Short exercise: Can you arrange the part of the entries that opens with the line containing "Keep to two rules. Tag each instance of the green field" and closes with the line containing "x=166 y=303", both of those lines included, as a Markdown table with the columns Row and Line? Number each line in Row, put its text in Line, and leave out any blank lines.

Available records:

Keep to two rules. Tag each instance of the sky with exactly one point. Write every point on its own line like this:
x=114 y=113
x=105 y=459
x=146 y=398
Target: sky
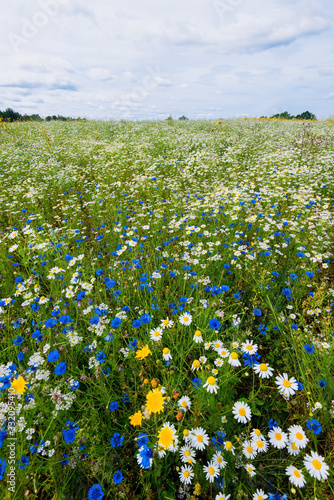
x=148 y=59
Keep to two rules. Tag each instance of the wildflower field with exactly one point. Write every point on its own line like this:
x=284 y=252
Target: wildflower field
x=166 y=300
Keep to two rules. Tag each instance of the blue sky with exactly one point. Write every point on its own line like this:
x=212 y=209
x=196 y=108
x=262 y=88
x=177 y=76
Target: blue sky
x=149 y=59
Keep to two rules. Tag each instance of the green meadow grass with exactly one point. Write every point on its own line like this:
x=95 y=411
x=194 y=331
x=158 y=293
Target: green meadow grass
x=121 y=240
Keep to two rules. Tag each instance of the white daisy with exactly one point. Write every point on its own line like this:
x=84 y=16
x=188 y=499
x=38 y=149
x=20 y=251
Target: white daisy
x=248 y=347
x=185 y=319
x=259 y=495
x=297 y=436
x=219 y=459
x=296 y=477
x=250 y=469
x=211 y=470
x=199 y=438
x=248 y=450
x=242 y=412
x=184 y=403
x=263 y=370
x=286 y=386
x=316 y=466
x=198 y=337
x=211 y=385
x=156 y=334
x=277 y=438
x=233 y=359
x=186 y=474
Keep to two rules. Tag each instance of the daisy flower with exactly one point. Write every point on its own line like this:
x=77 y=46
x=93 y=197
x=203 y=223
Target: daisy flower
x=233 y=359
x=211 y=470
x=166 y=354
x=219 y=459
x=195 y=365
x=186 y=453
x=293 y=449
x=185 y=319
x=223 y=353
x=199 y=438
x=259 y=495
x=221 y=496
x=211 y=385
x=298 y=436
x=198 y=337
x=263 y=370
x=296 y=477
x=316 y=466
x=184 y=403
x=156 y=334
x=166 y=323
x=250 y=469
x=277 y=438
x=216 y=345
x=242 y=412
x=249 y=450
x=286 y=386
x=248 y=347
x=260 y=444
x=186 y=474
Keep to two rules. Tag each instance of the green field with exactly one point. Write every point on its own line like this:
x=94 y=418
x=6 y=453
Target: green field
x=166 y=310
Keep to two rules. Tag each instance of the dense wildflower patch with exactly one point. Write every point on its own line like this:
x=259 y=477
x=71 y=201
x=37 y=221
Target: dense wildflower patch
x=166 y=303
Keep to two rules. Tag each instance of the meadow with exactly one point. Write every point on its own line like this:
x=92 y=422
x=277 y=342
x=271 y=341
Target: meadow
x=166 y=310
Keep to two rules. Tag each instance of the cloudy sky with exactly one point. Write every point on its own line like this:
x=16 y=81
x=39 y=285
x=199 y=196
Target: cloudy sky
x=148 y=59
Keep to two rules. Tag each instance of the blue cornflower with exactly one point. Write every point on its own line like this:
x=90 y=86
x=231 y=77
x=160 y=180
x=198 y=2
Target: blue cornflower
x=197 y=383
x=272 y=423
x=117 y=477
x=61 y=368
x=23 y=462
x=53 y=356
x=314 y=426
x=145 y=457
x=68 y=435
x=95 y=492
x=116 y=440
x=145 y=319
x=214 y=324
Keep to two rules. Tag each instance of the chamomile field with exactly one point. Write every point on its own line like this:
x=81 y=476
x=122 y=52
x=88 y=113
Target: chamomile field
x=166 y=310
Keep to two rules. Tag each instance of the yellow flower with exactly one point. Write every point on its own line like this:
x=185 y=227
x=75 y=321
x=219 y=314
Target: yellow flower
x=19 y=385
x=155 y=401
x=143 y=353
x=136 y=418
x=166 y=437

Exercise result:
| Row | Line |
|---|---|
| 1 | Keep to two rules. Tag each instance of the green field with exactly one point. Write every point on its own line like this: |
| 2 | x=94 y=418 |
| 3 | x=6 y=453 |
| 4 | Target: green field |
| 5 | x=166 y=310 |
| 6 | Keep to two rules. Tag each instance of the dense wildflower patch with exactly one point. Write every point on its own line like this: |
| 7 | x=259 y=477 |
| 8 | x=71 y=201 |
| 9 | x=37 y=221 |
| 10 | Target: dense wildflower patch |
| 11 | x=166 y=303 |